> **Try it**
From the entries that follow, report every line in which "parenthesized" occurs.

> **Data provided**
□ □ □ □ □ □ □
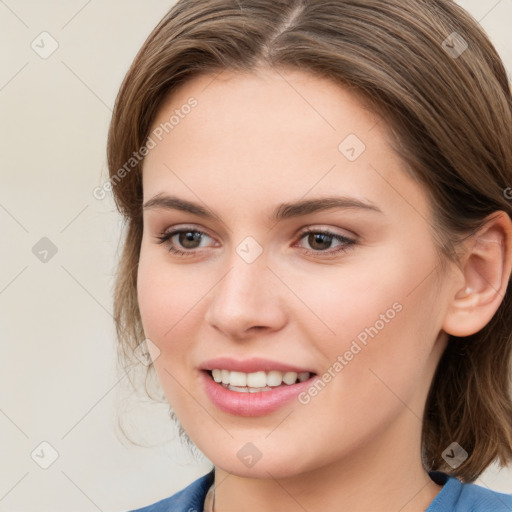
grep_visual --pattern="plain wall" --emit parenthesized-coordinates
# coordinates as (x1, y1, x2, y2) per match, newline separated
(1, 1, 511, 510)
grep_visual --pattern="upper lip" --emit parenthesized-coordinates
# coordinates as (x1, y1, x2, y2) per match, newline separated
(199, 357, 316, 374)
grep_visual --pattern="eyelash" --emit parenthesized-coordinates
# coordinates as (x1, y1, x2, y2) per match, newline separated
(155, 227, 356, 258)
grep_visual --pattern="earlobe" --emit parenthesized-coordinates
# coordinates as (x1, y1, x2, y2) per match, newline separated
(442, 211, 512, 337)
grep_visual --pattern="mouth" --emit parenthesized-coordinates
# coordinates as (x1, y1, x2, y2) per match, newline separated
(204, 369, 315, 393)
(200, 367, 318, 416)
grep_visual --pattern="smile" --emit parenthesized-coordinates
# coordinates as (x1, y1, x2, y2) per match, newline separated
(210, 369, 312, 392)
(199, 357, 319, 415)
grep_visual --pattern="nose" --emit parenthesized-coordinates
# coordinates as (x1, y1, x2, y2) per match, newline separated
(204, 250, 288, 340)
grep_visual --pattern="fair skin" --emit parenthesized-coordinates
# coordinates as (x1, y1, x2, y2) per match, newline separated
(137, 67, 512, 512)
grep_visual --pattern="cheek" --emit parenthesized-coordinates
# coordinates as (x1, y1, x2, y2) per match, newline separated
(136, 245, 219, 404)
(284, 243, 432, 343)
(293, 245, 441, 400)
(136, 251, 198, 406)
(136, 246, 205, 342)
(136, 258, 169, 342)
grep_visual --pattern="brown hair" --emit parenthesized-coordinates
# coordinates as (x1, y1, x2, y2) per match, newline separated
(107, 0, 512, 482)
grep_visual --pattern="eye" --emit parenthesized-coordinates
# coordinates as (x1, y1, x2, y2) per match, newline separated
□ □ □ □ □ □ □
> **Reply to the exercise**
grep_visual --pattern="plain wall" --emit parenthesized-coordinates
grep_visual --pattern="upper lip" --emit parenthesized-coordinates
grep_visual --pattern="eyelash" --emit parenthesized-coordinates
grep_visual --pattern="earlobe" --emit parenthesized-coordinates
grep_visual --pattern="mouth" --emit parenthesized-coordinates
grep_visual --pattern="smile" --emit parenthesized-coordinates
grep_visual --pattern="nose" --emit parenthesized-coordinates
grep_visual --pattern="fair skin" --emit parenthesized-coordinates
grep_visual --pattern="cheek" --emit parenthesized-coordinates
grep_visual --pattern="brown hair" --emit parenthesized-coordinates
grep_visual --pattern="eye" --emit parenthesized-coordinates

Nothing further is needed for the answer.